- [QUOTED PASSAGE]:
-- Start --
In the name of God, Most Gracious, Most Merciful

 

I: Vision:

  • An independent, democratic Afghanistan that is free of injustice and discrimination and peaceful home for all its peoples

 

II. Ideals:

  • Independence and territorial integrity of Afghanistan
  • National unity and participatory democracy in Afghanistan
  • Peace and justice for all Afghans
  • Respect for life, including Afghans’ lives
  • Preservation, without distinction, of the rights of all the peoples of Afghanistan
  • Elimination of corruption and establishment of rule of law in Afghanistan

III: Objectives:

While pursuing the vision and ideals listed above, CPA’s work focusses on achieving the following objectives:

  1. Establishment of durable peace, formation of an inclusive political order/system, free and fair elections, and restoration of rule of law throughout Afghanistan.
  2. Encouraging the people of Afghanistan and their political groupings and leaders to avoid instigating violence, and resolve their differences through negotiation, compromise, cooperation, understanding, tolerance, and forgiveness.
  3. Advancing civic, peace-oriented education in Afghanistan and making social and natural sciences equally accessible to all citizens of Afghanistan.
  4. Defending the human rights of the Afghans, particularly the rights of women and children.
  5. Attracting foreign developmental and humanitarian assistance for the purpose of advancing the socio-economic development of Afghanistan.
  6. Working towards preservation of Afghanistan’s cultural heritage and environmental health


Note: In advancing the above ideals and objectives, CPA strictly adheres to the principle of “peace by peaceful means.”  


IV.  Legal form:

The Committee for Peace in Afghanistan (CPA) is an independent, non-partisan organization registered under the U.S. law as a Social Welfare Organization. Monetary and non-monetary contributions of individuals and organizations interested in Committee’s work are exempt from U.S. federal tax.


V.  Membership:

  1. All Afghan and non-Afghan individuals and organizations residing inside and outside of Afghanistan, who agree with the mission and bylaws of CPA, are eligible to become CPA’s member by applying for such membership and paying the annual/monthly dues set in these bylaws.
-- End --
- [STORED DATA]:
-- Start --
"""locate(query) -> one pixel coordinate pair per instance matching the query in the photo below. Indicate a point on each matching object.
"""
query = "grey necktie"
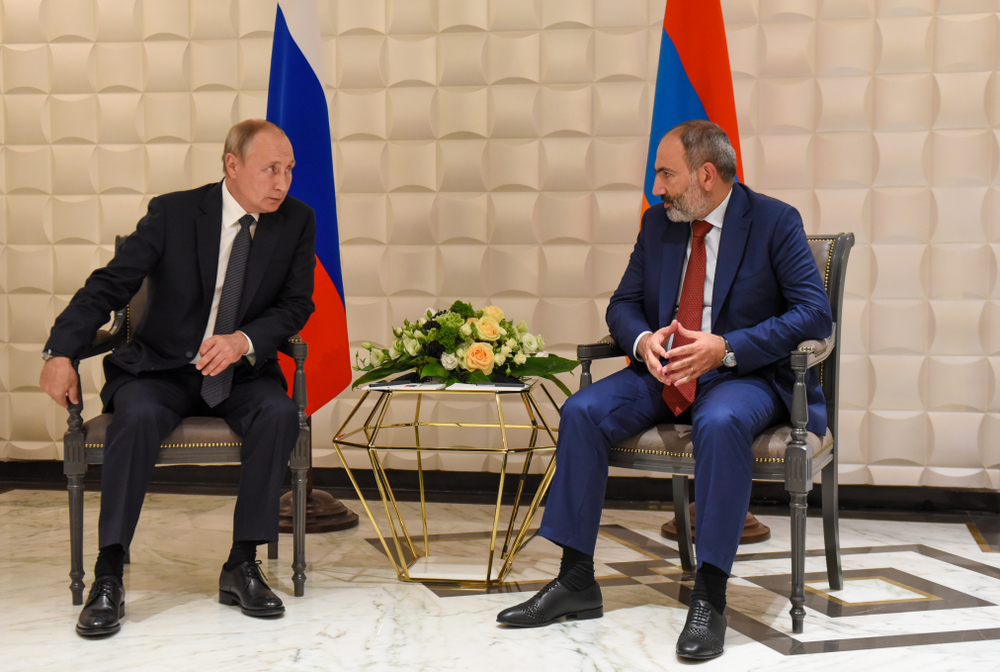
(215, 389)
-- End --
-- Start --
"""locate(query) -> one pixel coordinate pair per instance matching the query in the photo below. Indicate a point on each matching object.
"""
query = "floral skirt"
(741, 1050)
-- End --
- [PROBLEM DETAILS]: Extract from the Committee for Peace in Afghanistan bylaws everything from "4. Defending the" down to "development of Afghanistan.", copying it word for word.

- [RESPONSE BELOW]:
4. Defending the human rights of the Afghans, particularly the rights of women and children.
  5. Attracting foreign developmental and humanitarian assistance for the purpose of advancing the socio-economic development of Afghanistan.